The Software and Information Industries Association says it will file a brief supporting the DoJ's position that Microsoft holds a monopoly

The computer industry's largest trade group will side with the Justice Department in its antitrust case against Microsoft over the software maker's strong objections, members said.

The Justice Department asked the Software and Information Industries Association to file a brief Monday in the final stage of the trial, and its board voted last week to do so despite its largest member's protests, two members said. Ten of 19 board members abstained or did not participate in the contentious vote, a third member said.

The friend-of-the-court filings were requested by US District Judge Thomas Penfield Jackson. Microsoft invited a brief in its defence from a trade group with which it is closely tied, the Association for Competitive Technology, which was filed yesterday. The 19 states allied with the Justice Department in the case are also expected to file.

The most closely watched of these filings, though, will be from Lawrence Lessig, a Harvard University expert in Internet law, whose brief was requested by Judge Jackson himself. In his December 20 order asking for the briefs, he said he was seeking the brief because Dr. Lessig was "uniquely qualified" on the issues in the case, suggesting it may be given greater weight than those of the other parties.

━━━

• Given request 1:
According to the article on the Microsoft antitrust case, how many of the 19 board members abstained from the contentious vote or did not take part in it?

• Task input:
━━━

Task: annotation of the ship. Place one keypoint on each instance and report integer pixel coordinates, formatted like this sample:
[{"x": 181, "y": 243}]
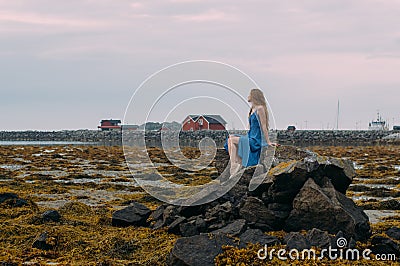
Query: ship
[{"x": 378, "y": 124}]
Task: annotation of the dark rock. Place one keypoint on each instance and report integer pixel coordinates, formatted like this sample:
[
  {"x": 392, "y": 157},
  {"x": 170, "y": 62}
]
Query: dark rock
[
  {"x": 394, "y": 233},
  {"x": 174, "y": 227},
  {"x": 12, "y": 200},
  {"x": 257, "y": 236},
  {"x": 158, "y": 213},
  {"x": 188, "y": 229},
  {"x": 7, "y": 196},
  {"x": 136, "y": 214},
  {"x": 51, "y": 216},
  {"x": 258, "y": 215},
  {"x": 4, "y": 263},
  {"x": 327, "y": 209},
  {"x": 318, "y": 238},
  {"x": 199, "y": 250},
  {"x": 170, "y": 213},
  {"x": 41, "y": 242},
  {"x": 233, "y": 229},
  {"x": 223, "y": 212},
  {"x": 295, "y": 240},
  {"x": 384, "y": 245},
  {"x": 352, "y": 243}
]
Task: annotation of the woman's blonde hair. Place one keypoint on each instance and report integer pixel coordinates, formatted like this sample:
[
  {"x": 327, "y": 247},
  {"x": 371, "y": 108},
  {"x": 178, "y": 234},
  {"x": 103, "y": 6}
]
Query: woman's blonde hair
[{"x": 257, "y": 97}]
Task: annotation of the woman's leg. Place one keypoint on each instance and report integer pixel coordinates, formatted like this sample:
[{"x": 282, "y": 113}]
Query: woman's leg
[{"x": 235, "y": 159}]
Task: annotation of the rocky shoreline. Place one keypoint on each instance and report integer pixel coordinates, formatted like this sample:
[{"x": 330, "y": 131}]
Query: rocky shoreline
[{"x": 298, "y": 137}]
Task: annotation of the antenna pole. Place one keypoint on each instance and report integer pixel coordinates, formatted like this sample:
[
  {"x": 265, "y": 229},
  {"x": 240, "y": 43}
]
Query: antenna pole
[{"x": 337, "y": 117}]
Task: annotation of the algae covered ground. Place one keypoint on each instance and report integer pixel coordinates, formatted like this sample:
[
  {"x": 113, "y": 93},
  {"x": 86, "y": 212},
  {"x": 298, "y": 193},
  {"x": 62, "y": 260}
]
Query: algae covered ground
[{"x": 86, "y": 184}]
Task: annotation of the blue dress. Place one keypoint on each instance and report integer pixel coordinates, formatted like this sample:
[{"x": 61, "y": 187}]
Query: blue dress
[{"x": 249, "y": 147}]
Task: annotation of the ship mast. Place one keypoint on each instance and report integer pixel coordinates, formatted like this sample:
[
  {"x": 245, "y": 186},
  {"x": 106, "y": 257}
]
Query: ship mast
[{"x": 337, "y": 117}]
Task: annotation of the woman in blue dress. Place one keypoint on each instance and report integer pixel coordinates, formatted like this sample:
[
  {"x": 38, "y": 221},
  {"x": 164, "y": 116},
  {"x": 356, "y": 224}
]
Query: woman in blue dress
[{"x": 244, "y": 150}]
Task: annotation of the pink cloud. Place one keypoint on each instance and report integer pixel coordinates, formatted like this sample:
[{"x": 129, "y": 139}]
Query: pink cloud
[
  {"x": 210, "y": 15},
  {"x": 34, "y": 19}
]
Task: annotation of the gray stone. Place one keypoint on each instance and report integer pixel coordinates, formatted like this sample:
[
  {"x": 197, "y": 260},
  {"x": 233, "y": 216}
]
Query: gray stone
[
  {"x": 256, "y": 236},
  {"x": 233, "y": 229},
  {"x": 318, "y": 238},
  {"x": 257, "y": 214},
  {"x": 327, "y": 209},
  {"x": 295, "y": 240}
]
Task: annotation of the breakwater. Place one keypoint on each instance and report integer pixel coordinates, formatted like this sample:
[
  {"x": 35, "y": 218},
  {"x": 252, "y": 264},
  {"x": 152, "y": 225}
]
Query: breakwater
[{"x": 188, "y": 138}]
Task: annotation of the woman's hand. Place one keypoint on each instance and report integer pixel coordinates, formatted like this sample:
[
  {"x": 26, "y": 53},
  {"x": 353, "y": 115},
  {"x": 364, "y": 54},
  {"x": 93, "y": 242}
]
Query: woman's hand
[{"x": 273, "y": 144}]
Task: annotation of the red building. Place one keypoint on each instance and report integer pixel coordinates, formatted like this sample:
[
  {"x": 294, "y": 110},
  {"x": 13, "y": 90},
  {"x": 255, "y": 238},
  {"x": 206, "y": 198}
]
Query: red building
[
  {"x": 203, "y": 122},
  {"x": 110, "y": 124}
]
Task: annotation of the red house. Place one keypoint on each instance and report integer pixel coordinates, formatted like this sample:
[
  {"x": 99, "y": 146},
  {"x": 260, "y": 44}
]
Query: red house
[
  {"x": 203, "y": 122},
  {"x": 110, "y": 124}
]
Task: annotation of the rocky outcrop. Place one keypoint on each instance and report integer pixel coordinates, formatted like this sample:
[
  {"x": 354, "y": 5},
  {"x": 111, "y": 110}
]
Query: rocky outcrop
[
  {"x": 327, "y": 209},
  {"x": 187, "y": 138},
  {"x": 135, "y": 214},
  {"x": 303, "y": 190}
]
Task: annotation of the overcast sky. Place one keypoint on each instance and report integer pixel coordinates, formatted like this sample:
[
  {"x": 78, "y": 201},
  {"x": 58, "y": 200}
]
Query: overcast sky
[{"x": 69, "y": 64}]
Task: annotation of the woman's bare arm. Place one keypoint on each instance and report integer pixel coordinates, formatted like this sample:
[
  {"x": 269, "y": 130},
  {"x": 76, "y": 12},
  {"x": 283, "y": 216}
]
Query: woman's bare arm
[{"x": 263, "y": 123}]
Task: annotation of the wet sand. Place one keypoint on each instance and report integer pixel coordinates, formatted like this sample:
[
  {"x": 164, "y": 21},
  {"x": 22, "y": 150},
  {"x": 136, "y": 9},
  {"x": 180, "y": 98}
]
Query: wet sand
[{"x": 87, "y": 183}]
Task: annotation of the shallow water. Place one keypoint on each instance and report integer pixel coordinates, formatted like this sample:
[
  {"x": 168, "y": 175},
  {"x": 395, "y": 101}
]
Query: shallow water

━━━

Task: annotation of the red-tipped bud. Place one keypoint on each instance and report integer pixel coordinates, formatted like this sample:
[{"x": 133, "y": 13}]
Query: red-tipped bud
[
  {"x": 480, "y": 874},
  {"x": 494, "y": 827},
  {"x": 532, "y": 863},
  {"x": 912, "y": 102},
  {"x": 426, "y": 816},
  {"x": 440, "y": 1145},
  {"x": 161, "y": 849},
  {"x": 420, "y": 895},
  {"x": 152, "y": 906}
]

━━━

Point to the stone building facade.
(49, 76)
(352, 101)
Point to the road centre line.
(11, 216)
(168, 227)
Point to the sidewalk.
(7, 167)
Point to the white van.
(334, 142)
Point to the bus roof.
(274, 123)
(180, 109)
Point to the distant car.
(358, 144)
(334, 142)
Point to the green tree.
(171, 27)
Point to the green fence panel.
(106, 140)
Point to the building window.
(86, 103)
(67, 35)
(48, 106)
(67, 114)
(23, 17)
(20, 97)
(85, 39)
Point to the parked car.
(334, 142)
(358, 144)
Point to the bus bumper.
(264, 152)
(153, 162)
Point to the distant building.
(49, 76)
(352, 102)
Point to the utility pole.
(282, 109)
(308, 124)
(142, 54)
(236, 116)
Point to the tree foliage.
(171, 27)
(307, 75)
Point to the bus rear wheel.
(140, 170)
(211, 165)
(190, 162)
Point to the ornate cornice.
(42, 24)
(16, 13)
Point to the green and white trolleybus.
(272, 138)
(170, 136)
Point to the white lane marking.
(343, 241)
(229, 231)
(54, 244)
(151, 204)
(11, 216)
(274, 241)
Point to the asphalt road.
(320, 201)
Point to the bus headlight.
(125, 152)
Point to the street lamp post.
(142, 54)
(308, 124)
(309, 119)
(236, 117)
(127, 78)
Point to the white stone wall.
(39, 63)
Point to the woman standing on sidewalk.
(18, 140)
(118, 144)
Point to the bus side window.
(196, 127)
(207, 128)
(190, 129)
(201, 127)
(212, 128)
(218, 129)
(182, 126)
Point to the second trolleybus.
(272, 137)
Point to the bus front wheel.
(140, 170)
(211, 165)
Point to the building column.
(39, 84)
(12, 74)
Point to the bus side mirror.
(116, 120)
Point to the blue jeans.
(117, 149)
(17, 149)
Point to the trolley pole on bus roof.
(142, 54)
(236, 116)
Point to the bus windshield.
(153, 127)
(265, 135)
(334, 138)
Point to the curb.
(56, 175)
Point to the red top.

━━━

• Given request 2:
Give the records as a JSON list of strings, one string per line and blank lines left out, for everything from the line containing "Point to the bus rear wheel." down to the line containing "Point to the red top.", both ends included.

• Final result 1:
Ten

• Final result 2:
[
  "Point to the bus rear wheel.",
  "(140, 170)",
  "(211, 165)",
  "(190, 162)",
  "Point to the ornate cornice.",
  "(42, 24)",
  "(16, 13)",
  "Point to the green and white trolleybus.",
  "(272, 138)",
  "(170, 136)",
  "Point to the white lane marking.",
  "(343, 241)",
  "(229, 231)",
  "(54, 244)",
  "(151, 204)",
  "(11, 216)",
  "(274, 241)",
  "Point to the asphalt road.",
  "(320, 201)",
  "Point to the bus headlight.",
  "(125, 152)",
  "Point to the street lamp post.",
  "(142, 54)",
  "(308, 124)",
  "(309, 119)",
  "(236, 117)",
  "(127, 78)",
  "Point to the white stone wall.",
  "(39, 63)",
  "Point to the woman standing on sidewalk.",
  "(18, 140)",
  "(118, 144)",
  "Point to the bus side window.",
  "(196, 127)",
  "(207, 128)",
  "(190, 129)",
  "(201, 127)",
  "(212, 128)",
  "(218, 129)",
  "(182, 126)",
  "Point to the second trolleybus.",
  "(272, 137)",
  "Point to the bus front wheel.",
  "(140, 170)",
  "(211, 165)",
  "Point to the building column.",
  "(39, 84)",
  "(12, 74)",
  "Point to the bus side mirror.",
  "(116, 120)",
  "Point to the blue jeans.",
  "(117, 149)",
  "(17, 149)",
  "Point to the trolley pole on bus roof.",
  "(142, 54)",
  "(236, 116)",
  "Point to the bus windshield.",
  "(153, 127)",
  "(265, 135)",
  "(334, 138)",
  "Point to the curb.",
  "(56, 175)",
  "Point to the red top."
]